--- Given information ---

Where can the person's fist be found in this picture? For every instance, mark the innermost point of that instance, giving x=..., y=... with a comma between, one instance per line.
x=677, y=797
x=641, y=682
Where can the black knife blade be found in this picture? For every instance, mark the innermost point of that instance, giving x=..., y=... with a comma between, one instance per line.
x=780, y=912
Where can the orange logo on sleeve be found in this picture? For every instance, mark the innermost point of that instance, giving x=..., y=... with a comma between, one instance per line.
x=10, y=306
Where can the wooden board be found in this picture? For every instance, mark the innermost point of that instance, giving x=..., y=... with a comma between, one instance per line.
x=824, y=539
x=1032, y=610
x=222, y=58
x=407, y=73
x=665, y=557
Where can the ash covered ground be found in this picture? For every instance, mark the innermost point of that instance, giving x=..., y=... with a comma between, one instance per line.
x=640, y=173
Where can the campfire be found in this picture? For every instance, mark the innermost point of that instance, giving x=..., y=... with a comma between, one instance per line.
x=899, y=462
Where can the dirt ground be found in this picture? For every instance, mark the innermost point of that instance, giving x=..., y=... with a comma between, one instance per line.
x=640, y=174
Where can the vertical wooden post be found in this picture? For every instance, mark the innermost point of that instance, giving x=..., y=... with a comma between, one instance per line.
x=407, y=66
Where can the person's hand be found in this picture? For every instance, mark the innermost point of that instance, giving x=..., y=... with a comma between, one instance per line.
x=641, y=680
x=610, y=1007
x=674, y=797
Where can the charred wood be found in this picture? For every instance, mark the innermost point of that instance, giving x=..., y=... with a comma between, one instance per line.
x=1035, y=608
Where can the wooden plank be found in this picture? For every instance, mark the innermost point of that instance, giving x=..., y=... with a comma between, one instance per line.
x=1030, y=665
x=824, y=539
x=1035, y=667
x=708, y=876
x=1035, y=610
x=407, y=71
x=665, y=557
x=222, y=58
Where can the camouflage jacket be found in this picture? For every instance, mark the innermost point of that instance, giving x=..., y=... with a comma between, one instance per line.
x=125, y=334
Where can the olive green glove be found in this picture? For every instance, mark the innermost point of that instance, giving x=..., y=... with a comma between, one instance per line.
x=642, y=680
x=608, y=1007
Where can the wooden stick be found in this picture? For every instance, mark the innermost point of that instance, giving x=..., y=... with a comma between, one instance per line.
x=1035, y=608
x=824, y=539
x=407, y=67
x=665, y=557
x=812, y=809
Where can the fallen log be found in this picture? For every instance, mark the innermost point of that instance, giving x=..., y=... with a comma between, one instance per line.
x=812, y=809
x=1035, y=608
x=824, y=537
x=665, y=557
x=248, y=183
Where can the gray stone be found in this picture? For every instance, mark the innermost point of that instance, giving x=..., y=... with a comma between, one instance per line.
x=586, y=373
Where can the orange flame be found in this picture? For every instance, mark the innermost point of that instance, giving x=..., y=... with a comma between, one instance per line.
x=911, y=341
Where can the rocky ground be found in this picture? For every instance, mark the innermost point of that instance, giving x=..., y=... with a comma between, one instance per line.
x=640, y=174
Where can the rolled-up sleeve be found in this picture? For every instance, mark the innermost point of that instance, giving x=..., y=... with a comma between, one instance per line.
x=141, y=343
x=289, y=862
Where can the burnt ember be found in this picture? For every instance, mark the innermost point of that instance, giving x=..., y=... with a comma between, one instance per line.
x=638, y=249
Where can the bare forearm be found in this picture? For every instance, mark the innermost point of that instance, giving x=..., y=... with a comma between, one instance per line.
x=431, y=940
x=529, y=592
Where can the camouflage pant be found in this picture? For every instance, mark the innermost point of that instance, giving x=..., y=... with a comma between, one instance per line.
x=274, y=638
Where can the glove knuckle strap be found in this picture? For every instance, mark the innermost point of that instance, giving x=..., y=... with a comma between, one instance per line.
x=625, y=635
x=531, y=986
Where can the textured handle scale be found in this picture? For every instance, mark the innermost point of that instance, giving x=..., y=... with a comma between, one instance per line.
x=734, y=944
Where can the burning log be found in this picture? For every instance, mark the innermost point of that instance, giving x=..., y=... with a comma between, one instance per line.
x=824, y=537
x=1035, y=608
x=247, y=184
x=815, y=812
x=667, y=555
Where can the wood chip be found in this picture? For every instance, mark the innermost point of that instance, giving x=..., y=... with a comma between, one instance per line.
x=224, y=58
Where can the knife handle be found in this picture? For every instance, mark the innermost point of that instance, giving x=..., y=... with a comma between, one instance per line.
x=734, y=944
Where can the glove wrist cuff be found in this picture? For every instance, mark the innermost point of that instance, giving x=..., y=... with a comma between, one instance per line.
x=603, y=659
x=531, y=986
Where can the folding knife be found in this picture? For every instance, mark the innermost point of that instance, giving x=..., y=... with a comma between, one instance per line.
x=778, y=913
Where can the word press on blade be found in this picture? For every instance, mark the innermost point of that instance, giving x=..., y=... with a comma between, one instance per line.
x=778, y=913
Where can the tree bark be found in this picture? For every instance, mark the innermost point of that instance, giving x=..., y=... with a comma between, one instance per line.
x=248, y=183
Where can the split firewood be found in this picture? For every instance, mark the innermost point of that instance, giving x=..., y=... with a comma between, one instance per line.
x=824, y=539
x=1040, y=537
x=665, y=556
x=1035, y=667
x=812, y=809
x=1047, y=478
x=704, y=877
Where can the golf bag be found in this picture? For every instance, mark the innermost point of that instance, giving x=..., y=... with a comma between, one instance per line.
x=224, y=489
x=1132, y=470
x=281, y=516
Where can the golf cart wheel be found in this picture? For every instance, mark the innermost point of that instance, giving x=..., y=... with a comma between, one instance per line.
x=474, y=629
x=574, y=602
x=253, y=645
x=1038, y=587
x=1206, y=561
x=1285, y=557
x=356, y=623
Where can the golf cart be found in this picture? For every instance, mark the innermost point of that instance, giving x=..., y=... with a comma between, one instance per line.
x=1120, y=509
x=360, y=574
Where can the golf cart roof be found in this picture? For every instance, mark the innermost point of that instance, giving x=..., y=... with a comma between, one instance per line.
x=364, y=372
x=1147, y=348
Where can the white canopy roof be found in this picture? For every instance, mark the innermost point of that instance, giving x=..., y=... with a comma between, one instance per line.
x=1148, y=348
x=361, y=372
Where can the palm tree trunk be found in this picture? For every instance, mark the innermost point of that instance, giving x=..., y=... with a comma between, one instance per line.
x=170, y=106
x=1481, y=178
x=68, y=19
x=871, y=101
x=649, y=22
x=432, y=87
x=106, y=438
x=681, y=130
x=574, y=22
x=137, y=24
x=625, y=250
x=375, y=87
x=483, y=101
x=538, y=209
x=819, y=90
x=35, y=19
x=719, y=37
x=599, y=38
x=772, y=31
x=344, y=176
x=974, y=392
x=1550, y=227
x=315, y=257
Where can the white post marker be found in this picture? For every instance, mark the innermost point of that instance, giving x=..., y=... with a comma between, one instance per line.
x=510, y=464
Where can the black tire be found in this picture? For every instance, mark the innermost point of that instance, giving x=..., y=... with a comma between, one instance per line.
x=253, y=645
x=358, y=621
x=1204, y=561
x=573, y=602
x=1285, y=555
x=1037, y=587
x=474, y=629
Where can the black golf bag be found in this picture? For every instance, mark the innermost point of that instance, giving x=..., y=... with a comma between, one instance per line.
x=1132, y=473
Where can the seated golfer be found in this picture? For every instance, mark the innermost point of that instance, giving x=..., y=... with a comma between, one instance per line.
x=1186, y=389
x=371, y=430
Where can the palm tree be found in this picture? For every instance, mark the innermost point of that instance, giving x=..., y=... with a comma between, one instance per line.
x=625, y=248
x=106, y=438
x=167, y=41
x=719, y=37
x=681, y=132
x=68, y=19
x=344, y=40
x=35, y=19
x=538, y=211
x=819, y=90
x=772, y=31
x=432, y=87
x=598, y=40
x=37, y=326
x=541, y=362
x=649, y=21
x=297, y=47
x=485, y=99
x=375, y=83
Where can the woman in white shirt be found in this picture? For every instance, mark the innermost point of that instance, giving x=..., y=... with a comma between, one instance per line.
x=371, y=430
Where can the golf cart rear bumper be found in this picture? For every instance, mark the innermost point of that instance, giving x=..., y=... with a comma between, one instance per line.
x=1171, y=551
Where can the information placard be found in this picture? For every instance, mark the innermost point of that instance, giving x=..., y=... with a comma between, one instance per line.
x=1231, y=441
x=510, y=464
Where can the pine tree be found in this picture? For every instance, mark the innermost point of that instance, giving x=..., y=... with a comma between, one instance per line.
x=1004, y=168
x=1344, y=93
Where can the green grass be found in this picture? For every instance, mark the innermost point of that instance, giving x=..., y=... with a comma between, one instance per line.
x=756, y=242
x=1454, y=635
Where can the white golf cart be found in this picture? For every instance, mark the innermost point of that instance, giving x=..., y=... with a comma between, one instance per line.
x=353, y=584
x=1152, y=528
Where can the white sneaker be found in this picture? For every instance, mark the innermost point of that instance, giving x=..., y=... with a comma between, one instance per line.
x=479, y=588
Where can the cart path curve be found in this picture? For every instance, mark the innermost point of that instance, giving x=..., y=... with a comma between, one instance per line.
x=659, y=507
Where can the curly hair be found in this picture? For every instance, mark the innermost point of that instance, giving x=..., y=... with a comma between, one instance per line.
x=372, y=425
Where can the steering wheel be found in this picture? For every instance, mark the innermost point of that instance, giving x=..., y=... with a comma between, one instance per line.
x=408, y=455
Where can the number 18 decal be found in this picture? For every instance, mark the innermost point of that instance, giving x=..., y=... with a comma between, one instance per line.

--- Task prompt ---
Please render the part of the listing from the line containing "Where can the white golf" through the line containing "x=659, y=507" as a Markdown table with the columns Row and Line. Put a row number in Row and the line itself in Line, leaving out any blank lines.

--- Solution for this problem ---
| Row | Line |
|---|---|
| 1 | Where can the white golf cart be found in this picture? For every instance, mark the innermost point of that instance, giving x=..., y=... with a comma between, one instance per line. |
| 2 | x=353, y=584 |
| 3 | x=1152, y=528 |
| 4 | Where can the white sneaker be found in this picture? For every instance, mark the innermost point of that instance, giving x=..., y=... with a comma between, one instance per line. |
| 5 | x=479, y=588 |
| 6 | Where can the cart path curve be found in this picture? For every instance, mark the innermost point of that instance, giving x=..., y=... with a comma between, one instance per line. |
| 7 | x=659, y=507 |